### Exercise prompt
Print nothing except the lines of the listing below from the line with "blade, placing a dot on each." to the line with "logo on jersey, placing a dot on each.", each exactly as written, both ends included.

★ ★ ★ ★ ★

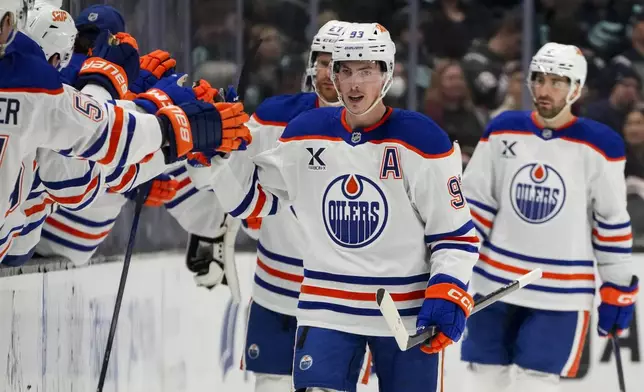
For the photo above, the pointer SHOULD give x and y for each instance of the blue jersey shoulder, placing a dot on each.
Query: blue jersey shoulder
(600, 136)
(511, 120)
(284, 108)
(24, 67)
(321, 122)
(418, 132)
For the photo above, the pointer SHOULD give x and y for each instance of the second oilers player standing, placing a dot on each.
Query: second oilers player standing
(372, 188)
(547, 191)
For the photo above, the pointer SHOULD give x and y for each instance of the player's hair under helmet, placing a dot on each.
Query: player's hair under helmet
(563, 60)
(323, 43)
(365, 42)
(54, 30)
(17, 10)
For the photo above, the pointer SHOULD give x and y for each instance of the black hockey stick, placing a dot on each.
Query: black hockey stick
(618, 361)
(406, 341)
(141, 195)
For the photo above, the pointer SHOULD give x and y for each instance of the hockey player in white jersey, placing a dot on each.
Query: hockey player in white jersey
(372, 187)
(547, 191)
(41, 112)
(272, 325)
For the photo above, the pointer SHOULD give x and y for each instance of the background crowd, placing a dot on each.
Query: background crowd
(466, 66)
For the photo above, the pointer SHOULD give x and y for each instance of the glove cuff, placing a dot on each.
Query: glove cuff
(621, 296)
(453, 293)
(176, 129)
(158, 97)
(105, 73)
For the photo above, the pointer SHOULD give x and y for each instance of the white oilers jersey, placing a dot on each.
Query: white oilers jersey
(369, 202)
(549, 199)
(279, 271)
(36, 110)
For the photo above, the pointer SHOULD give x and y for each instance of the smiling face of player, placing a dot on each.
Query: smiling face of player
(550, 92)
(323, 83)
(359, 84)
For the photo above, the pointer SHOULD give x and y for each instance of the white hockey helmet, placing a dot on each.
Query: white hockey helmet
(18, 10)
(323, 43)
(365, 42)
(54, 30)
(563, 60)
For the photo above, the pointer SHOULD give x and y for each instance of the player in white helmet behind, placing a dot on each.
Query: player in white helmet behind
(272, 324)
(547, 191)
(372, 187)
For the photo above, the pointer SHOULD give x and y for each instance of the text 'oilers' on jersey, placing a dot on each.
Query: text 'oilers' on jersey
(549, 199)
(368, 201)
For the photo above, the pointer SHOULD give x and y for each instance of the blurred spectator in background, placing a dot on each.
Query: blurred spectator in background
(516, 83)
(215, 34)
(450, 105)
(634, 56)
(485, 62)
(457, 23)
(626, 85)
(634, 137)
(218, 73)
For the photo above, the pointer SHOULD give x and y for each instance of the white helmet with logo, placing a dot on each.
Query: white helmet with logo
(54, 30)
(18, 14)
(366, 42)
(323, 43)
(563, 60)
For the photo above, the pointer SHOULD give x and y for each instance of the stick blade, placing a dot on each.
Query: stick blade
(392, 317)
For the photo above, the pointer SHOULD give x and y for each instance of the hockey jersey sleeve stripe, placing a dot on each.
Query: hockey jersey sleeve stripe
(463, 247)
(279, 274)
(532, 259)
(173, 203)
(276, 289)
(70, 183)
(277, 257)
(559, 290)
(358, 296)
(467, 227)
(614, 238)
(33, 90)
(75, 232)
(308, 305)
(482, 206)
(85, 222)
(115, 136)
(522, 271)
(66, 243)
(126, 179)
(613, 226)
(78, 198)
(366, 280)
(39, 207)
(611, 249)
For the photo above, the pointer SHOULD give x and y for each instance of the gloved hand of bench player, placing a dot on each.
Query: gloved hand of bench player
(113, 64)
(446, 306)
(200, 127)
(617, 307)
(152, 68)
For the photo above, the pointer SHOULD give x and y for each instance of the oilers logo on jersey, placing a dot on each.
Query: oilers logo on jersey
(537, 193)
(355, 210)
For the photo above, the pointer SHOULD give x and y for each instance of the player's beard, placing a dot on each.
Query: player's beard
(549, 111)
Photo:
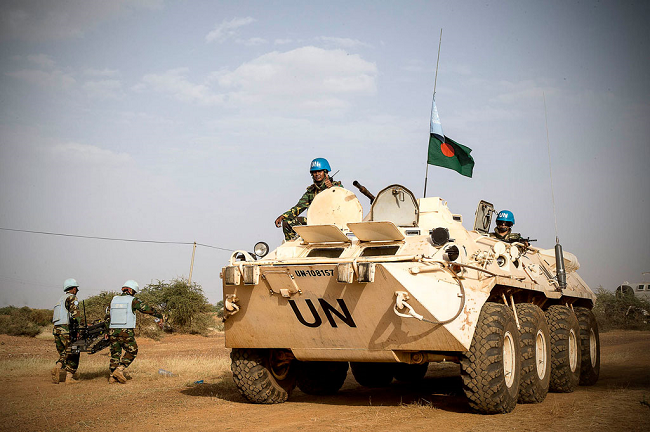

★ ★ ★ ★ ★

### Answer to this problem
For the photo above, the pointer SHOULD give x and y for each instance of the stick blade, placing a dot on each.
Query: stick blade
(392, 317)
For the photo above, the pointer SHOULD give x and y for each instance of the hockey jersey sleeve stripe, placing a dot on each.
Query: hockey jersey sleeve stripe
(463, 247)
(279, 274)
(532, 259)
(173, 203)
(276, 289)
(70, 183)
(277, 257)
(559, 290)
(358, 296)
(467, 227)
(614, 238)
(33, 90)
(75, 232)
(308, 305)
(482, 206)
(85, 222)
(115, 136)
(522, 271)
(66, 243)
(126, 179)
(613, 226)
(78, 198)
(366, 280)
(39, 207)
(611, 249)
For the photo above, the pointer SHOULD give x and y for each instance of the gloved hand of bench player, placing a dot on each.
Query: gloved hand of bench player
(113, 64)
(446, 306)
(200, 127)
(617, 307)
(152, 68)
For the photo above, the pointer SHOULD give x and y for each instance of the oilers logo on jersey, placing a dot on each.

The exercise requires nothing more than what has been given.